Collected data:
#####
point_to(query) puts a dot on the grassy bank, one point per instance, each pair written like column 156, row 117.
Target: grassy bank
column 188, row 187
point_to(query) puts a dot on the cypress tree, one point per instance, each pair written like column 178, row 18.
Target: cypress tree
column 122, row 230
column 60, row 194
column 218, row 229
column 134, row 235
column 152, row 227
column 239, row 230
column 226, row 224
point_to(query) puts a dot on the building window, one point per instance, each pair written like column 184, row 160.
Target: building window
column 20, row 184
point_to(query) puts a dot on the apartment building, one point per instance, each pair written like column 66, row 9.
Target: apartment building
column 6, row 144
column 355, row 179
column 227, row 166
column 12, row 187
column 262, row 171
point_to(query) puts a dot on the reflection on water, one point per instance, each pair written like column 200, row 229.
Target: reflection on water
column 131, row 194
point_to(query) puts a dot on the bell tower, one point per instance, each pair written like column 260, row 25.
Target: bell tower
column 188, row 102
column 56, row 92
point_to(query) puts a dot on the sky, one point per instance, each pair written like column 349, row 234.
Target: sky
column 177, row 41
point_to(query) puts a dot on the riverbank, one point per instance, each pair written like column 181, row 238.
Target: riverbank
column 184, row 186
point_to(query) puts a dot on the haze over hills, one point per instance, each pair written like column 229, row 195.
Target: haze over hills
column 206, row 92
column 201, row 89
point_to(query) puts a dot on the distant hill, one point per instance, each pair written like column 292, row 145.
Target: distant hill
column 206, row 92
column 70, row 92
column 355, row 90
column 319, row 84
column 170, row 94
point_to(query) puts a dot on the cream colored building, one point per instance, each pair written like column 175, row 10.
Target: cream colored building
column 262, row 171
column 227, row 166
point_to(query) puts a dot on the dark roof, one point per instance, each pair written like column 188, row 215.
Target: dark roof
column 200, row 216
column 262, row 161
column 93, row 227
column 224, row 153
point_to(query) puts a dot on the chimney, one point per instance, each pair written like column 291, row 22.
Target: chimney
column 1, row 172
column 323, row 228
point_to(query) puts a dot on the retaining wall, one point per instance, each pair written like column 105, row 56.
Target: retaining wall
#####
■ PROBLEM TO WORK ON ■
Reprint every entry exactly.

■ OUTPUT ■
point_to(query) puts a dot on the grassy bank, one point per instance, each pair written like column 156, row 117.
Target: grassy bank
column 188, row 187
point_to(query) puts a dot on the cypress tree, one point per instance, each pair written like column 178, row 18.
Target: cypress tree
column 122, row 230
column 60, row 194
column 218, row 229
column 134, row 235
column 152, row 227
column 239, row 230
column 226, row 224
point_to(query) puts a dot on the building window, one point per instance, each pair written like column 184, row 160.
Target: building window
column 20, row 184
point_to(query) puts a dot on the apartment building, one point per instance, each pair written like column 66, row 9.
Target: apartment building
column 6, row 144
column 355, row 179
column 227, row 166
column 12, row 187
column 262, row 171
point_to(query) puts a dot on the reflection on water, one point per instance, each pair written like column 200, row 229.
Target: reflection on water
column 131, row 194
point_to(query) puts a dot on the bell tower, one point per instance, each pair written like column 260, row 25.
Target: bell tower
column 188, row 102
column 56, row 92
point_to(query) puts a dot on the sky, one point per instance, each pair written like column 349, row 234.
Target: sky
column 177, row 41
point_to(query) puts a dot on the riverbank, one point per instance, each pair written like column 181, row 238.
Target: riverbank
column 184, row 186
point_to(query) puts a dot on the haze over hills, one point per instance, each pair written like column 229, row 195.
Target: haze over hills
column 206, row 92
column 201, row 89
point_to(query) puts a dot on the distant hill, one point per instance, each pair written like column 292, row 145.
Target: distant hill
column 206, row 92
column 70, row 92
column 355, row 90
column 319, row 84
column 170, row 94
point_to(query) puts a dot on the cream colored building, one point per instance, each pair written like column 175, row 10.
Target: cream colored building
column 262, row 171
column 227, row 166
point_to(query) puts a dot on the dark roof, one point per instance, each pair written like column 188, row 215.
Target: dark roof
column 200, row 216
column 262, row 161
column 93, row 227
column 224, row 153
point_to(query) puts a dot on the chimney, one point per instance, each pair written like column 291, row 22.
Target: chimney
column 1, row 172
column 323, row 228
point_to(query) puts a dot on the retaining wall, one point per instance, each pair written like column 105, row 56.
Target: retaining wall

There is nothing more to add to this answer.